Output the line containing "target | man in black shirt", then every remaining line of the entries below, exactly as written and with no other text.

↓

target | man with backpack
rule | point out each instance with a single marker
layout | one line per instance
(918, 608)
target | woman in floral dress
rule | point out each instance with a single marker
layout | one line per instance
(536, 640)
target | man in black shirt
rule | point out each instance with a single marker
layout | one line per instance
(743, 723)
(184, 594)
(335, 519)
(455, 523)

↑

§ **Reply to the exercise**:
target | man in black shirt
rule | point out each instance with a single marker
layout | one line per instance
(743, 723)
(184, 594)
(335, 519)
(455, 523)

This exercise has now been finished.